RECORDS FOR THIS TASK |

------------

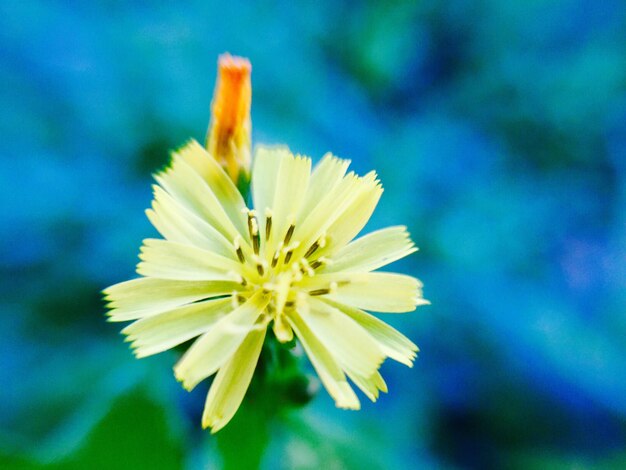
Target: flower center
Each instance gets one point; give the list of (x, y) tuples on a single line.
[(274, 265)]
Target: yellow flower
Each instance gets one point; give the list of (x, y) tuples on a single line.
[(226, 272)]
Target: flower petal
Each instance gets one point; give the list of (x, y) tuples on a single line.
[(216, 347), (264, 177), (325, 365), (355, 215), (370, 386), (380, 292), (216, 178), (372, 251), (147, 296), (326, 175), (178, 224), (392, 343), (293, 177), (170, 260), (345, 339), (232, 382), (187, 187), (160, 332), (330, 207)]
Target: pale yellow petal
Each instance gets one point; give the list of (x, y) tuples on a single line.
[(216, 178), (370, 386), (214, 348), (380, 292), (372, 251), (326, 175), (393, 343), (344, 338), (232, 382), (147, 296), (327, 210), (170, 260), (189, 189), (264, 177), (354, 217), (179, 224), (163, 331), (293, 178), (325, 365)]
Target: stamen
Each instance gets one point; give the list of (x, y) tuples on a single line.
[(289, 234), (289, 251), (234, 299), (320, 261), (312, 249), (316, 264), (319, 292), (277, 253), (322, 240), (268, 223), (238, 249), (306, 268)]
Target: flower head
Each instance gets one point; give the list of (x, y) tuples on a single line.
[(226, 272)]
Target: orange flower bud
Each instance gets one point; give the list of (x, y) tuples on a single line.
[(228, 139)]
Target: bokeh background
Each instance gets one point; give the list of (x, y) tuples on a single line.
[(499, 132)]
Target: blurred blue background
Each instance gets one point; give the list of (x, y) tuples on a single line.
[(499, 132)]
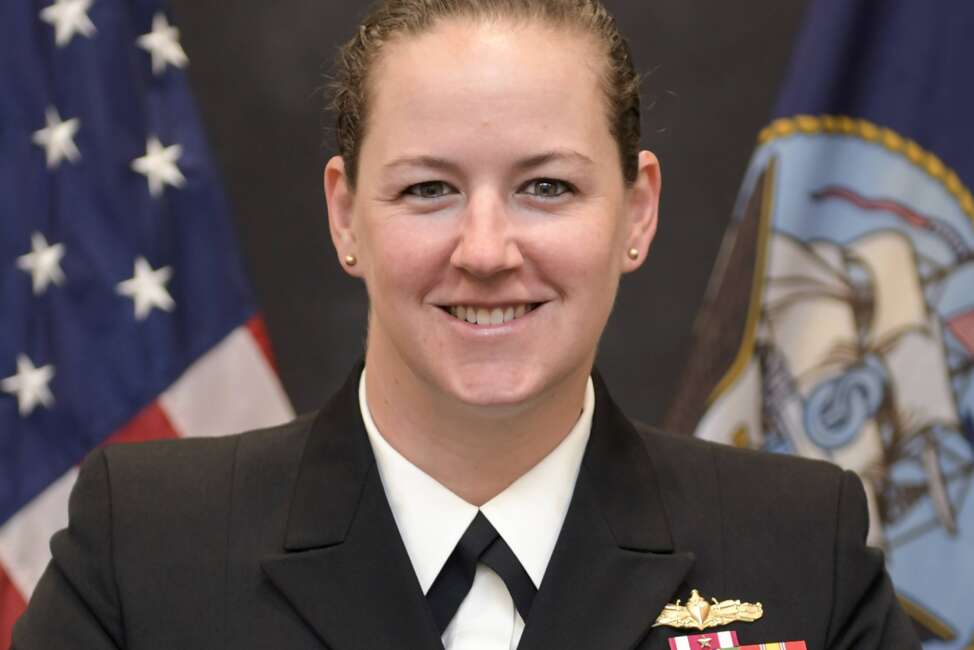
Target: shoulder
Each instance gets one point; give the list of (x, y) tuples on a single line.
[(193, 474), (750, 485)]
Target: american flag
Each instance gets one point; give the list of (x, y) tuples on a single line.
[(125, 313)]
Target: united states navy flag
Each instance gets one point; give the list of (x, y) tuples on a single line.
[(124, 310), (845, 289)]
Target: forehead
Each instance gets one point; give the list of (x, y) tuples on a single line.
[(494, 84)]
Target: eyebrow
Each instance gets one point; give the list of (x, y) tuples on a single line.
[(435, 162)]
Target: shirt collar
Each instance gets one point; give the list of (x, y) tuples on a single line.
[(528, 514)]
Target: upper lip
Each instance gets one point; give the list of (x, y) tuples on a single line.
[(489, 304)]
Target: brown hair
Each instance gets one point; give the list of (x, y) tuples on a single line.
[(392, 18)]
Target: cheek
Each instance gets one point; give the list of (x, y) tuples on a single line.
[(405, 257)]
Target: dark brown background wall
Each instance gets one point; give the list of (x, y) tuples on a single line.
[(258, 69)]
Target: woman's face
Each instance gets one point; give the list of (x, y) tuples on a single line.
[(490, 218)]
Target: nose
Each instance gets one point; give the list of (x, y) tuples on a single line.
[(487, 244)]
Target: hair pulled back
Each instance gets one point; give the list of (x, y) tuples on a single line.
[(390, 19)]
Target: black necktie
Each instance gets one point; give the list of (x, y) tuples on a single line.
[(481, 543)]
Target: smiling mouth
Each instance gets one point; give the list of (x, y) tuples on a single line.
[(489, 315)]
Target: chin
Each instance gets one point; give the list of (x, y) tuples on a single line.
[(485, 387)]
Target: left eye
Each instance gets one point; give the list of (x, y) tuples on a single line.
[(429, 189), (547, 188)]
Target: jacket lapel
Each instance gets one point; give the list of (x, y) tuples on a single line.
[(614, 566), (344, 567)]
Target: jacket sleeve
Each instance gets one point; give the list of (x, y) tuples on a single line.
[(865, 612), (75, 605)]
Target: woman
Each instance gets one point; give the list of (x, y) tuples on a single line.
[(474, 487)]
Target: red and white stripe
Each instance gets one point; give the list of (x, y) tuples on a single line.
[(231, 388)]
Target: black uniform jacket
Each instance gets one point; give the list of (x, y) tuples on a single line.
[(282, 539)]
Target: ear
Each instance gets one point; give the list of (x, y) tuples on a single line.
[(643, 207), (340, 200)]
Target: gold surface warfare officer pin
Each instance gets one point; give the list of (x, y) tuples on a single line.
[(699, 614)]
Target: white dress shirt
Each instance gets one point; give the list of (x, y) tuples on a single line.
[(528, 514)]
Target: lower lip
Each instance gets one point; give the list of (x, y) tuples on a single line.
[(491, 330)]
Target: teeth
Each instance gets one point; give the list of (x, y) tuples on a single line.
[(484, 316)]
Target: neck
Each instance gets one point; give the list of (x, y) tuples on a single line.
[(475, 452)]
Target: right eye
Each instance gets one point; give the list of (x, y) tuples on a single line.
[(429, 190)]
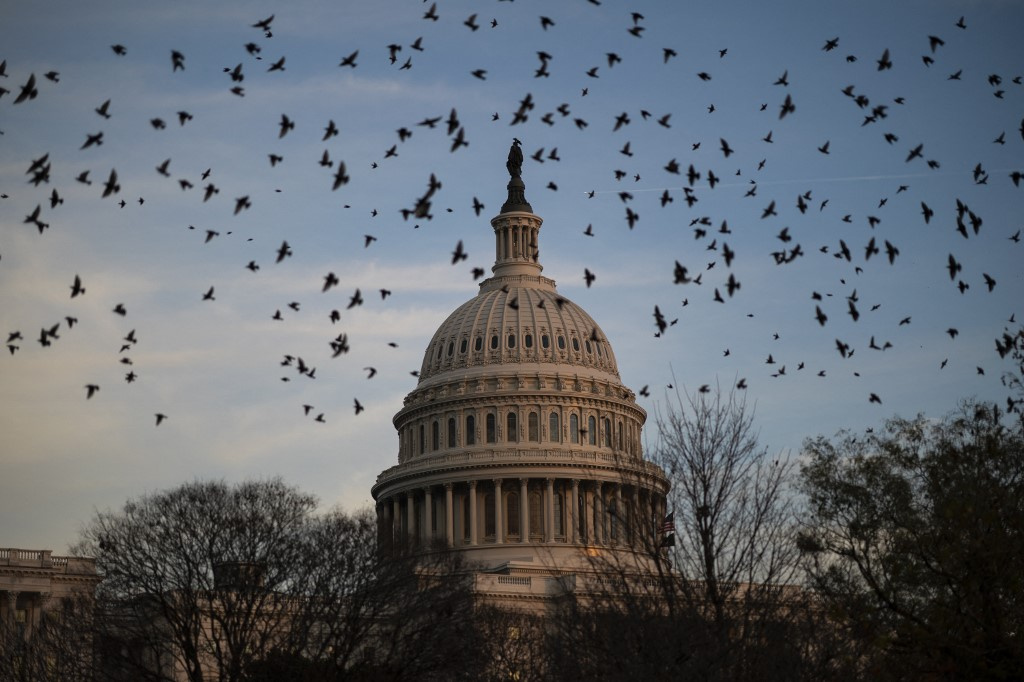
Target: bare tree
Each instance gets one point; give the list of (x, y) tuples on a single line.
[(914, 537), (732, 509), (59, 647), (201, 580), (718, 598)]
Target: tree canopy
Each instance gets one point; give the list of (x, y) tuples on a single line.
[(913, 541)]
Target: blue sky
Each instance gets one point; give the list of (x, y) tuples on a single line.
[(213, 367)]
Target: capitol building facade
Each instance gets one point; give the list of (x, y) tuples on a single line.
[(520, 446)]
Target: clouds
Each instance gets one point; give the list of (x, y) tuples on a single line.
[(214, 367)]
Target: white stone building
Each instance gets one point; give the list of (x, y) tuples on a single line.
[(520, 446)]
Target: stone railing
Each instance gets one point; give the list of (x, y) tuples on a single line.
[(14, 557), (541, 457), (520, 585)]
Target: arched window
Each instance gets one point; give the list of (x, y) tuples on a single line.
[(492, 428), (536, 515), (488, 514), (512, 514), (559, 515)]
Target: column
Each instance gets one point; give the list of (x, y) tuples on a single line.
[(620, 517), (588, 516), (635, 517), (523, 510), (42, 603), (549, 511), (472, 512), (411, 517), (428, 516), (11, 604), (574, 512), (449, 516), (498, 511), (395, 518)]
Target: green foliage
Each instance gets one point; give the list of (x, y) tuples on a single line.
[(914, 537)]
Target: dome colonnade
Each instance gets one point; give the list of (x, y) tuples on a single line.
[(520, 442)]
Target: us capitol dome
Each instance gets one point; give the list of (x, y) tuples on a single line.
[(520, 446)]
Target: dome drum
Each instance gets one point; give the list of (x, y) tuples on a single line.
[(519, 442)]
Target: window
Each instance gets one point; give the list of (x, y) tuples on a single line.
[(536, 515), (512, 514), (488, 514)]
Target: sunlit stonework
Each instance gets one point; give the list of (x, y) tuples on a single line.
[(520, 446)]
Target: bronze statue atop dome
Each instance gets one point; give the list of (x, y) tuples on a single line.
[(514, 163), (517, 189)]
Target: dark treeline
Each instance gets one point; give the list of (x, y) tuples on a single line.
[(893, 554)]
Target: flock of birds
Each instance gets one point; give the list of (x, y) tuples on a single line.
[(711, 235)]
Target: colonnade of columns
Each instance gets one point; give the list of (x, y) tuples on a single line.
[(520, 510), (516, 242)]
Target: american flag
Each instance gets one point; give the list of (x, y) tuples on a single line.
[(668, 523)]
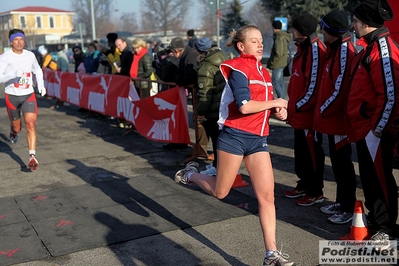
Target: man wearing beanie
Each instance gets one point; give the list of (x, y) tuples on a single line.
[(279, 58), (113, 54), (329, 115), (192, 39), (373, 114), (186, 73), (307, 68), (210, 87)]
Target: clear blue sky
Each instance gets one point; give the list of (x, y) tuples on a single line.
[(125, 6)]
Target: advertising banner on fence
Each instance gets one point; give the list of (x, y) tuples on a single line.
[(162, 117)]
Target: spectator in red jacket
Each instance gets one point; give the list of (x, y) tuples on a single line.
[(302, 90), (373, 114), (330, 112)]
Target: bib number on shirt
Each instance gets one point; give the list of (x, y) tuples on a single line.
[(24, 81)]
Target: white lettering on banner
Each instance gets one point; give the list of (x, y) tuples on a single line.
[(57, 86), (125, 107), (96, 102), (358, 252), (160, 130), (73, 95), (164, 105), (49, 87), (105, 86)]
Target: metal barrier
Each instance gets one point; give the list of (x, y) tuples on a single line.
[(144, 90)]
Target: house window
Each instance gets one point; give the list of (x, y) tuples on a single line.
[(52, 22), (22, 21), (39, 22)]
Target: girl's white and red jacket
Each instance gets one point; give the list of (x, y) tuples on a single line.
[(330, 115), (261, 89), (303, 87)]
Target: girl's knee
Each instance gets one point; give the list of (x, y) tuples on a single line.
[(221, 194)]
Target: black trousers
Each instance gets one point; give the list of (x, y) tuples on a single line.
[(344, 173), (309, 160), (379, 185), (212, 131)]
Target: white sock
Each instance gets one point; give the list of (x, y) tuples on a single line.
[(189, 175)]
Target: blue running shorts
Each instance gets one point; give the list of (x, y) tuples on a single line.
[(239, 142), (16, 104)]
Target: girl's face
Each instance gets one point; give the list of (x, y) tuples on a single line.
[(137, 50), (252, 44), (91, 49)]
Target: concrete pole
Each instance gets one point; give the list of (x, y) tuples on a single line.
[(93, 23), (217, 23)]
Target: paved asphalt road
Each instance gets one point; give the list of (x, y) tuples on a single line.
[(100, 197)]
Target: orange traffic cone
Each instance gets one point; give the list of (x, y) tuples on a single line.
[(239, 182), (359, 229)]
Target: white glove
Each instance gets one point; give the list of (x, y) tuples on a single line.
[(42, 91), (19, 73)]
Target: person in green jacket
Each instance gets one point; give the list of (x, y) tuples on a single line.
[(210, 87), (279, 58)]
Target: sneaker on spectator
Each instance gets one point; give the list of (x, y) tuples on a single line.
[(295, 193), (331, 209), (309, 200), (210, 170), (33, 163), (341, 217), (181, 175), (277, 259), (13, 136)]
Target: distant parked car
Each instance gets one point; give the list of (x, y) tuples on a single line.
[(54, 55)]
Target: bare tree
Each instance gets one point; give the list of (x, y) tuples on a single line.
[(166, 14), (257, 15), (102, 13), (128, 22), (208, 18)]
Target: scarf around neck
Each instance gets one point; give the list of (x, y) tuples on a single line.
[(135, 64)]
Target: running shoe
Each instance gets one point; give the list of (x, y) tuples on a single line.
[(13, 136), (341, 217), (181, 175), (295, 193), (277, 259), (33, 163), (309, 200), (210, 170), (331, 209)]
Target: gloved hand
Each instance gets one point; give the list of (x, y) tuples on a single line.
[(42, 91), (19, 73)]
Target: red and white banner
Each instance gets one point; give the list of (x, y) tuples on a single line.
[(162, 117)]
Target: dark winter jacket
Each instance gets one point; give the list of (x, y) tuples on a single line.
[(210, 82), (145, 70)]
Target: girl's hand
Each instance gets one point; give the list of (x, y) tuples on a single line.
[(281, 113), (280, 103)]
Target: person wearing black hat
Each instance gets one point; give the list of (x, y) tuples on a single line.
[(78, 56), (113, 53), (192, 39), (279, 58), (186, 73), (210, 87), (330, 112), (373, 112), (302, 90)]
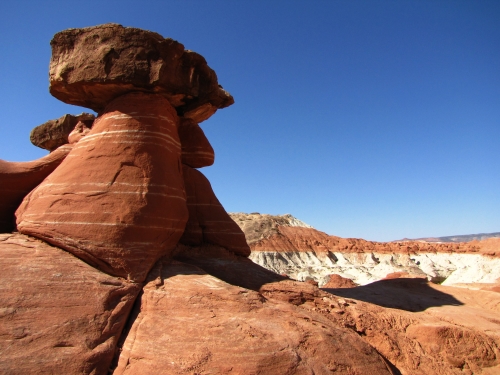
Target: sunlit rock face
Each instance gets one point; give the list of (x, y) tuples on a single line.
[(58, 315), (19, 178), (94, 65), (118, 200), (283, 245)]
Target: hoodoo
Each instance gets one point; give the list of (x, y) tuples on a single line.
[(118, 201)]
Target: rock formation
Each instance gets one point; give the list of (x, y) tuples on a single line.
[(92, 66), (156, 277), (117, 201), (19, 178), (58, 315), (283, 245)]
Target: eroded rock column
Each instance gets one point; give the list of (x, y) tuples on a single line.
[(118, 199)]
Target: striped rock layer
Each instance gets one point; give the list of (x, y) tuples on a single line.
[(117, 201), (208, 220), (197, 152), (58, 315), (19, 178)]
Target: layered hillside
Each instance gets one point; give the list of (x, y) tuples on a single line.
[(288, 246)]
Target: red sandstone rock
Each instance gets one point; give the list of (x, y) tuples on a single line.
[(55, 133), (189, 322), (58, 315), (19, 178), (208, 221), (118, 200), (289, 238), (196, 149), (92, 66)]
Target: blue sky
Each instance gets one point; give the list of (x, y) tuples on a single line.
[(368, 119)]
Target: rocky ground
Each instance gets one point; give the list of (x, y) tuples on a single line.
[(117, 257), (285, 245)]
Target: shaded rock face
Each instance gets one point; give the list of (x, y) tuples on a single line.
[(55, 133), (92, 66), (58, 315), (197, 152), (19, 178), (302, 252), (117, 201)]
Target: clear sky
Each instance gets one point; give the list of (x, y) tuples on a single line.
[(368, 119)]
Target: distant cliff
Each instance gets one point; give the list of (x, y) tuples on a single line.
[(285, 245)]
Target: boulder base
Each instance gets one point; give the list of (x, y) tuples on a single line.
[(118, 200), (19, 178)]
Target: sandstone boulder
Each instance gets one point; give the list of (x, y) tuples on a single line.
[(92, 66), (208, 221), (58, 315), (197, 152), (189, 322), (337, 281), (118, 200), (19, 178), (54, 133)]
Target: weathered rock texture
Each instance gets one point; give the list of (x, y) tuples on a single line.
[(92, 66), (58, 315), (232, 323), (218, 328), (117, 201), (19, 178), (54, 133), (208, 221), (278, 244)]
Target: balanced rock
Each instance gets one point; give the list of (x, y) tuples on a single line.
[(58, 315), (189, 322), (92, 66), (19, 178), (208, 220), (197, 152), (117, 201), (54, 133)]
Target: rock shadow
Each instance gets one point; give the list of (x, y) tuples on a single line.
[(224, 265), (405, 294)]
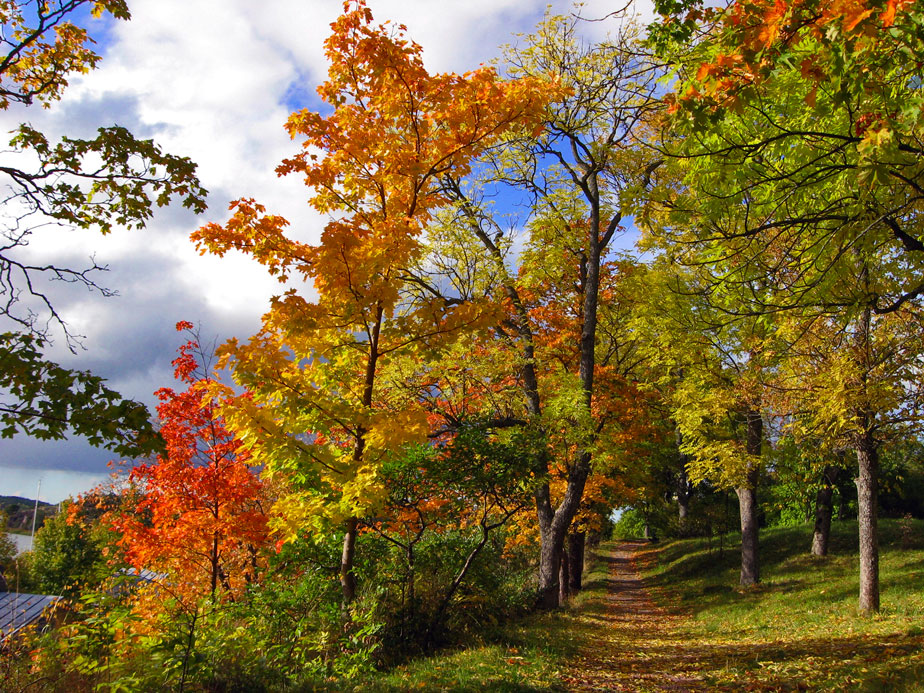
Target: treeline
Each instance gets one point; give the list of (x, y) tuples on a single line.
[(471, 369)]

------------

WORK INSTRUCTIONS |
Reproduce the data from its beginning up to and including the line that contains "332), (330, 207)]", increasing every coordinate in the answers by 146. Leave the pictures out.

OUTPUT FOR THIS EXERCISE |
Target: flower center
Each instance gets one point; give the list of (x, y) tuples on a single line.
[(420, 411)]
Target: yellow flower
Each instance gets one point; give the list of (x, y) tuples on a single line.
[(372, 418)]
Target: flower petal
Each instance gets one point; give the list of (x, y) tuples on a single line.
[(362, 493), (410, 323), (471, 511), (501, 361), (516, 532), (526, 438), (362, 324), (518, 397), (293, 442), (472, 321), (324, 370), (538, 489), (439, 323), (316, 406), (491, 485), (378, 528), (333, 333), (306, 478), (476, 353)]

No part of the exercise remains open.